(Beginning of TASK INPUTS)

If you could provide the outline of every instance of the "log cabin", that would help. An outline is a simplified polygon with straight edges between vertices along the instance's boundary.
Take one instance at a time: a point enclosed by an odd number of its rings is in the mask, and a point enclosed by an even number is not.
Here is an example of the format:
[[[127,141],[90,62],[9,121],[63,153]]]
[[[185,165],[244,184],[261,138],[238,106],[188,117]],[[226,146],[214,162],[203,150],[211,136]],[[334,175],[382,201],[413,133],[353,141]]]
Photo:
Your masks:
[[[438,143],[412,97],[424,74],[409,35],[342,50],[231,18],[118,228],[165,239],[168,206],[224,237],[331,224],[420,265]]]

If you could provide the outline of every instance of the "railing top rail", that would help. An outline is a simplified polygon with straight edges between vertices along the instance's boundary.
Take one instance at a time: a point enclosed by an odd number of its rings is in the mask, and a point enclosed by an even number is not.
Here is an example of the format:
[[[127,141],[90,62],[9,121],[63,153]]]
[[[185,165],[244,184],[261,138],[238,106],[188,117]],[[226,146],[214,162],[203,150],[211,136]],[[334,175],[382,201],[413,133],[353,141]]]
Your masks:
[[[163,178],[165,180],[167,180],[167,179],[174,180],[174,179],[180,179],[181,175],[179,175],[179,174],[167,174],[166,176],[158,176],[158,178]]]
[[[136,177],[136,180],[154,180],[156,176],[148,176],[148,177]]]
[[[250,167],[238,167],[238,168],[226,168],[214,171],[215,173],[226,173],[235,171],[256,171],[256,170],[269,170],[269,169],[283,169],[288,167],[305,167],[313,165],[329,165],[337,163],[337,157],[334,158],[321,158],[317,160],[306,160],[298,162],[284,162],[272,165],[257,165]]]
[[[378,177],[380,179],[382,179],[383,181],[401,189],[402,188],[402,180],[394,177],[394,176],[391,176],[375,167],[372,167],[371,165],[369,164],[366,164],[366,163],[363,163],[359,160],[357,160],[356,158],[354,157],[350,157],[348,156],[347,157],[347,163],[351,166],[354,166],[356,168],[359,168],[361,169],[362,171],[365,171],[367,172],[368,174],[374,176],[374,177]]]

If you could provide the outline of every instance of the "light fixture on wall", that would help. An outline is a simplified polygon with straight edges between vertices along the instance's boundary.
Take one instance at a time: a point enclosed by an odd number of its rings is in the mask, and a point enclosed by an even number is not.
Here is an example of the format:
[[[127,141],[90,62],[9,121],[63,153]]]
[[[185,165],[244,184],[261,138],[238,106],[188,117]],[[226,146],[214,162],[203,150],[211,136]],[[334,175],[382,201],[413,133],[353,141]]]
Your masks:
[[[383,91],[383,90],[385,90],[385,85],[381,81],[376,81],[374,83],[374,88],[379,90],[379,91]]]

(End of TASK INPUTS)

EXERCISE INSTRUCTIONS
An exact restatement of the data above is required.

RESPONSE
If you could provide the outline of every instance of the "log cabin", that would help. An outline is a simplified polygon with straight edges between vertices along the instance's boundary.
Take one instance at a time: a point enclosed by an odd number of its rings is in the mask, and a point enclosed by an even number is not.
Here is an example of the format:
[[[127,141],[90,62],[9,121],[63,153]]]
[[[185,165],[244,184],[261,138],[238,106],[188,117]],[[226,146],[214,162],[203,150],[211,136]],[[334,175],[382,201],[413,133],[353,141]]]
Photo:
Your masks:
[[[438,143],[412,97],[424,74],[409,35],[342,50],[231,18],[118,228],[165,239],[168,206],[224,237],[331,224],[420,265]]]

If you could provide the outline of every instance of the "railing top rail", that would help. An outline is a simplified polygon with straight edges between vertices along the instance's boundary.
Take one instance at a time: a point enclosed by an odd number of its rings is in the mask, and a point enclosed by an even number is not.
Here is an example of the format:
[[[127,141],[90,62],[9,121],[63,153]]]
[[[185,165],[244,184],[261,138],[238,106],[188,117]],[[226,146],[214,162],[203,150],[211,136]],[[334,175],[382,201],[413,133],[353,141]]]
Your masks:
[[[163,178],[165,180],[167,180],[167,179],[174,180],[174,179],[180,179],[181,175],[179,175],[179,174],[167,174],[166,176],[158,176],[158,178]]]
[[[136,177],[136,180],[154,180],[156,176],[148,176],[148,177]]]
[[[250,167],[238,167],[238,168],[226,168],[214,171],[215,173],[226,173],[235,171],[256,171],[256,170],[269,170],[269,169],[283,169],[288,167],[305,167],[313,165],[329,165],[337,163],[337,157],[334,158],[321,158],[317,160],[306,160],[298,162],[284,162],[272,165],[257,165]]]
[[[378,177],[380,179],[382,179],[383,181],[401,189],[402,188],[402,180],[394,177],[394,176],[391,176],[375,167],[372,167],[371,165],[369,164],[366,164],[366,163],[363,163],[359,160],[357,160],[356,158],[354,157],[350,157],[348,156],[347,157],[347,163],[351,166],[354,166],[356,168],[359,168],[361,169],[362,171],[365,171],[367,172],[368,174],[374,176],[374,177]]]

If you could provide the outline of every instance of the "light fixture on wall", that would help. An outline is a simplified polygon with straight edges between vertices along the instance's boundary.
Take one instance at a time: a point enclosed by an odd number of its rings is in the mask, and a point enclosed by an even number is not.
Here is an example of the format:
[[[127,141],[90,62],[9,121],[63,153]]]
[[[185,165],[244,184],[261,138],[238,106],[188,117]],[[226,146],[214,162],[203,150],[211,136]],[[334,175],[382,201],[413,133],[353,141]]]
Your masks:
[[[383,91],[383,90],[385,90],[385,85],[381,81],[376,81],[374,83],[374,88],[379,90],[379,91]]]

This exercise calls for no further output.